Exercise passage >>
= Beginning of Section =
We caught up with Dr. Lukas Kalinke who is leading the Electrocautery Ablation for the pRevention of Lung Cancer (EARL) Trial to hear how work on the trial has progressed over the past eighteen months. The trial investigates whether squamous cell lung cancer (SQCC) can be prevented with early treatment of pre-cancerous lesions.

 

Dr. Kalinke told us that unfortunately, the pandemic occurred just after UCLH opened its doors to treating airway pre-cancerous lesions through the EARL trial. COVID related trials understandably took precedence. This meant that several patients with pre-cancerous lesions who were eligible for the trial were not able to enter and therefore, unfortunately some of these patients’ disease has since progressed to cancer. Once Dr. Kalinke and his team were given the green light to open again they successfully treated their first patient who has since had a complete response to the electrocautery treatment. Two other patients have also entered the trial – one has been treated and the other is in the surveillance arm (non-treatment) of the trial.

 

Dr. Kalinke and his colleagues have opened trial sites at Papworth hospital (led by Dr Robert Rintoul); the Royal Brompton, (led by Professor Palav Shah), Glasgow (led by Dr Joris Van Der Horst) and Nottingham (led Dr Emma O’Dowd). He anticipates other pending trial sites such as Oxford (led by Dr Alistair Moore) and Rouen (led by Professor Thiberville) to follow suit in the coming months. 

 

Dr. Kalinke told us that a problem for many trials during Covid-19 has been patient recruitment. His team have now sent out over 60 sputum pots to patients who received curative treatment to head and neck cancer at UCLH as they recognise that such patients are at risk of having precancerous lesions in their airway. They are able to detect abnormal cells that slough off the airway in patient’s sputum, and they are currently awaiting the results of the last of these pots. They have already received several sputum pots back that have been analysed by their pathologists that have shown atypical sputum and Dr. Kalinke and his team will be inviting those patients to have a bronchoscopy to screen for pre-cancerous lesions using their autofluorescence camera.
= End of Section =
Record extracts >>
= Beginning of Section =
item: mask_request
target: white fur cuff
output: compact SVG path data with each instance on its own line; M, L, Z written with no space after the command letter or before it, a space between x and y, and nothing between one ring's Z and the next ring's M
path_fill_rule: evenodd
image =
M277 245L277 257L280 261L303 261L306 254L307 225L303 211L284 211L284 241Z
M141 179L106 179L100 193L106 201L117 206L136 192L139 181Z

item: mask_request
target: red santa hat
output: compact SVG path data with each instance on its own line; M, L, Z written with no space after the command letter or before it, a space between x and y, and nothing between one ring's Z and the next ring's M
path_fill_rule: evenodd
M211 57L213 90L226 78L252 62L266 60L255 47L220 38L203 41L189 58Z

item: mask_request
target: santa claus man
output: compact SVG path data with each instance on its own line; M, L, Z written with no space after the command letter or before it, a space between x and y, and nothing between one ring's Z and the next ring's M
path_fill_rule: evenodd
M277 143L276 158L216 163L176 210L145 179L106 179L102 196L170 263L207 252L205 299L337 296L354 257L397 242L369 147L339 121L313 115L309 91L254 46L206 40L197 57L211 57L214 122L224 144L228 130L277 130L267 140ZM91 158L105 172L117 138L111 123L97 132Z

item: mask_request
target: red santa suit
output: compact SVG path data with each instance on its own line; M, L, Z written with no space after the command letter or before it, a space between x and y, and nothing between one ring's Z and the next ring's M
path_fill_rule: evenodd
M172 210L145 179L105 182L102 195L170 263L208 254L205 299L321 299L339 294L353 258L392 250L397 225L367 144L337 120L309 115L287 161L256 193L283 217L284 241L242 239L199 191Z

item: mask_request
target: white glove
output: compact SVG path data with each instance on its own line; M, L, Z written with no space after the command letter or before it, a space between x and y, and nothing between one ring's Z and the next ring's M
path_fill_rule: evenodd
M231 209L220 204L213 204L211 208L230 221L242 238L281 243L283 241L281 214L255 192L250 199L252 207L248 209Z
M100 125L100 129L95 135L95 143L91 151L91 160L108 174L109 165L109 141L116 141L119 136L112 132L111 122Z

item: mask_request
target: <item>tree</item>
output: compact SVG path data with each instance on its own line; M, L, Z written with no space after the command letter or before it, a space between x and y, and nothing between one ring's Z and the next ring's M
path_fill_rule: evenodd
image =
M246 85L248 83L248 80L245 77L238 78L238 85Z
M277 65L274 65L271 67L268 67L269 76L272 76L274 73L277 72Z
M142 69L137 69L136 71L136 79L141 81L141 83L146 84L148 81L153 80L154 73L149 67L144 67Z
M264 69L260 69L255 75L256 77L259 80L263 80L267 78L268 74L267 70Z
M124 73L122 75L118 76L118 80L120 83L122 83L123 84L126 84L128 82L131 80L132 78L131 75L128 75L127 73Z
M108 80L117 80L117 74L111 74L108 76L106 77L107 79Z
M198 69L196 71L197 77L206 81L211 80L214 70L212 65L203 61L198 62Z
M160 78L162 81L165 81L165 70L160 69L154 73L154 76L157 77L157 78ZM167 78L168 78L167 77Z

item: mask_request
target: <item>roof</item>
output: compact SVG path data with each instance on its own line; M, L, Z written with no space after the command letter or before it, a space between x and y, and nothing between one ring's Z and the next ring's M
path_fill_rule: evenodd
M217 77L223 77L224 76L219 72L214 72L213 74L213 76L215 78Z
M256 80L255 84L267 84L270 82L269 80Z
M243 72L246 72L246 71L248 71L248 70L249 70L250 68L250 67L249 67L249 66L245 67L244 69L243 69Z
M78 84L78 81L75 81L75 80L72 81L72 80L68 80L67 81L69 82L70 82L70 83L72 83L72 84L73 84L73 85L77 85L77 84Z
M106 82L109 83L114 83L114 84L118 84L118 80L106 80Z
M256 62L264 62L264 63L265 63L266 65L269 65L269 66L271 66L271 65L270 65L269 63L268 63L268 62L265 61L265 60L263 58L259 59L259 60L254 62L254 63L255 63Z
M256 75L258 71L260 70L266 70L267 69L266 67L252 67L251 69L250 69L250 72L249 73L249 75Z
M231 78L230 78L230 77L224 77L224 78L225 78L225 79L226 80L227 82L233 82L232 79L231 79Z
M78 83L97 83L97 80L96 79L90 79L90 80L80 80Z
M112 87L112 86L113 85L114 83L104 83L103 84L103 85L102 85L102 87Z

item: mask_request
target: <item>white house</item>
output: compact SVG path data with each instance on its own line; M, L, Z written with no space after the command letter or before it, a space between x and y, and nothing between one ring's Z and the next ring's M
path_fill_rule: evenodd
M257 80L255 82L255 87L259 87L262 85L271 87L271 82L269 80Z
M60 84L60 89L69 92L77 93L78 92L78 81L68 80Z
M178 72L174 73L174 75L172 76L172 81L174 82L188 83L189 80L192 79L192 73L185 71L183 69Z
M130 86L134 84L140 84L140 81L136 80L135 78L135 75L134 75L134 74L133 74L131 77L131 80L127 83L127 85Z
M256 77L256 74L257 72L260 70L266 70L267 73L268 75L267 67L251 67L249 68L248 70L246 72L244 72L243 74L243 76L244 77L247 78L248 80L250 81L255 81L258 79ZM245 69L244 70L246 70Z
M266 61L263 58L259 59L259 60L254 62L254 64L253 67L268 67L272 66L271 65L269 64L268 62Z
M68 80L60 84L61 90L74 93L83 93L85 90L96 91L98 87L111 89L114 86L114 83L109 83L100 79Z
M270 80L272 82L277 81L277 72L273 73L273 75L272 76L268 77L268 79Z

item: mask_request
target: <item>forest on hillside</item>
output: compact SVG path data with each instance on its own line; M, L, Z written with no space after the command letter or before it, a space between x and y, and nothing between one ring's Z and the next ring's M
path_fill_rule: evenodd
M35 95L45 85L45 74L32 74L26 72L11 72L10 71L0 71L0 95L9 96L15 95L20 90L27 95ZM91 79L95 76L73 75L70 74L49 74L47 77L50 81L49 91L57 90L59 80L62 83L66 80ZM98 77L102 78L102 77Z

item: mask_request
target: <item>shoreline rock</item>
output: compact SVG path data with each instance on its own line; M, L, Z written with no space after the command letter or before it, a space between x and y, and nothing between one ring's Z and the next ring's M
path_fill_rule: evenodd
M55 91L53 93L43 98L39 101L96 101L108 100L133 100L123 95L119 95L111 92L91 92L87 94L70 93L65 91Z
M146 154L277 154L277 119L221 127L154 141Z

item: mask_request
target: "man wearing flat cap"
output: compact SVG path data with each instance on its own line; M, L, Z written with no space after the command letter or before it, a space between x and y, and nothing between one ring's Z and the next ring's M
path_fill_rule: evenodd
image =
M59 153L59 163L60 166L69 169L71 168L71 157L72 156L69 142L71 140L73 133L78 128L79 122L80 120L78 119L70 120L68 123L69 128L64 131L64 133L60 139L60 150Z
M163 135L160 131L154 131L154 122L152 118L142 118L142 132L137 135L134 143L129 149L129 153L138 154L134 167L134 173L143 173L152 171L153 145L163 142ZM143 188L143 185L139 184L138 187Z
= End of Section =
Questions on the material >>
#1 Answer these questions from the EARL trial text:
(a) What type of lung cancer is the trial investigating whether it can be prevented?
(b) Who leads the trial site in Glasgow?
(c) How many sputum pots has the team sent out to patients?
#2 Copy everything from "We caught up" down to "of pre-cancerous lesions." in the EARL trial text, putting "two years" in place of "eighteen months".

Expected outputs >>
#1
(a) Squamous cell lung cancer (SQCC)
(b) Dr Joris Van Der Horst
(c) Over 60

#2
We caught up with Dr. Lukas Kalinke who is leading the Electrocautery Ablation for the pRevention of Lung Cancer (EARL) Trial to hear how work on the trial has progressed over the past two years. The trial investigates whether squamous cell lung cancer (SQCC) can be prevented with early treatment of pre-cancerous lesions.